_EXTRAIT_.
────────────────

Cannes 2025 | Kokuho de Lee Sang-il ou le kabuki pour les nuls

Cannes 2025 | Kokuho de Lee Sang-il ou le kabuki pour les nuls

Kokuho est sans l’ombre d’un doute la fresque familiale qui vous fera aimer toutes les histoires, les erreurs et les doutes de vos aînés, surtout s’il s’agit d’acteurs légendaires. Assurément, l’un des grands films de cette Quinzaine des Cinéastes !

L’histoire d’une… de deux vies !

À la mort de son père, chef d’un gang de yakuzas, Kikuo est pris sous l’aile du célèbre acteur de Kabuki, Hanjiro Hanai. Il devient son disciple aux côtés de Shunsuke, le fils unique de Hanjiro. Les deux jeunes hommes décident de consacrer leur vie à l’art du Kabuki. À travers cinquante années d’histoire, ils connaissent la gloire et la chute, les scandales et les triomphes, l’amitié et la trahison.

Pour son nouveau long-métrage, Lee Sang-il signe un véritable chef-d’œuvre. Oui, le mot est lancé tant sa fresque est réussie de bout en bout, captivante jusque dans les moments les plus insignifiants de la vie de ses personnages particulièrement complexes. Déjà auteur du remake japonais du film Impitoyable de Clint Eastwood (présenté à la Mostra de Venise), le cinéaste a un talent certain pour conter les histoires du sur un temps long.

De 1964 à 2014, il nous fait ainsi vivre de manière la plus réaliste possible les rebondissements que Kikuo et Shunsuke connaissent. Il faut dire qu’en cinquante ans, les deux garçons – qui deviennent des hommes puis des petits vieux – vont particulièrement changer. De la témérité de leur jeunesse à l’égoïsme de la célébrité en passant par les doutes liés à la paternité, la honte née après un scandale, le déni des sentiments de l’autre ou encore les regrets propres aux non-dits, Lee Sang-il s’offre une analyse profonde et complexe de la psyché masculine.

Une fresque grandiose

Grâce à des mentors particulièrement castés (notamment Ken Watanabe), Kokuho réussit à sauter du film initiatique sur le kabuki au véritable récit d’apprentissage sans jamais nous perdre. Avec ses pièces expliquées en préambule (et en une phrase !), ses sauts dans le temps très judicieux et ses personnages qui évoluent, reculent, se quittent et se retrouvent, on ne peut qu’en ressortir avec le sentiment de quitter de vieux amis dont on connaît toute la vie. Le scénario de Satoko Okudera nous apporte d’ailleurs une grande satisfaction en refermant chaque intrigue entamée : la séparation du duo Han-To, la fille de Kikuo avec la geisha, le départ de Shunsuke de la « troupe », etc.

────────────────

_DOCUMENTS SOURCES_.
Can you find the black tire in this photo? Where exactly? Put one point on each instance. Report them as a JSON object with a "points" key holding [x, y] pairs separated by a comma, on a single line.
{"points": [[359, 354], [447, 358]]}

────────────────

_SÉRIE D'EXERCICES_.
1. Répondez à ces questions sur la critique de Kokuho :
(a) Quel célèbre acteur de kabuki prend Kikuo sous son aile ?
(b) Entre quelles années se déroule l'histoire ?
(c) Qui a écrit le scénario du film ?
2. Poursuivez la critique de Kokuho à partir de sa dernière phrase.

_CORRIGÉ_.
1.
(a) Hanjiro Hanai.
(b) De 1964 à 2014.
(c) Satoko Okudera.

2.
Classique dans sa forme (le film fait des sauts dans le temps qui nous permettent de retrouver les personnages presque là où on les a laissés à chaque fois), Kokuho est un must-see pour la théâtralité pleinement assumée et nécessaire à ces fameuses scènes de kabuki. Car tandis que certains apprentis passent une vie à être au niveau de leurs aînés, les deux comédiens principaux ont eu seulement un an et demi pour manier cet art créé au 17e siècle.

Plateaux immenses, productions spectaculaires, costumes somptueux, pièces jouées et rejouées, rien n’empêche Lee Sang-il de faire du grand cinéma grâce aux codes du théâtre japonais. On en vient d’ailleurs à penser que si tous les spectacles pouvaient être aussi bien filmés, nombreux sont ceux qui se découvriraient une passion pour le théâtre.

Porté par un duo d’acteurs extrêmement justes et consistants pour incarner Kikuo (Ryo Yoshizawa) et Shunsuke (Ryusei Yokohama), Kokuho montre sans détour aucun toute la difficulté que cela représente d’être un homme honorable dans un milieu artistique gangréné par des impératifs financiers. Le montage de Tsuyoshi Imai y est d’ailleurs pour beaucoup, tantôt effréné, tantôt empli d’une poésie douce-amère.

Certains argueront qu’il est toujours possible de raccourci un film de 174 minutes. Ce à quoi nous répondrons qu’il faut parfois prendre son temps, même si cela signifie 174 minutes pour faire le bilan de sa vie.

Kokuho (Le Maître du kabuki)
Cannes 2025. Quinzaine des Cinéastes.
2h54
En salles : 5 novembre 2025
Réalisation : Lee Sang-il
Scénario : Satoko Okudera
Photographie : Sofian El Fani
Montage : Tsuyoshi Imai
Décors : Yohei Taneda
Adapté de KOKUHO de Shuichi Yoshida
Son : Mitsugu Shiratori
Musique : Marihiko Hara
Avec Ryo Yoshizawa (Kikuo), Ryusei Yokohama (Shunsuke), Mitsuki Takahata (Harue), Shinobu Terajima (Sachiko), Soya Kurokawa (le jeune Kikuo), Keitatsu Koshiyama (le jeune Shunsuke), Min Tanaka (Mangiku), Ken Watanabe (Hanjiro)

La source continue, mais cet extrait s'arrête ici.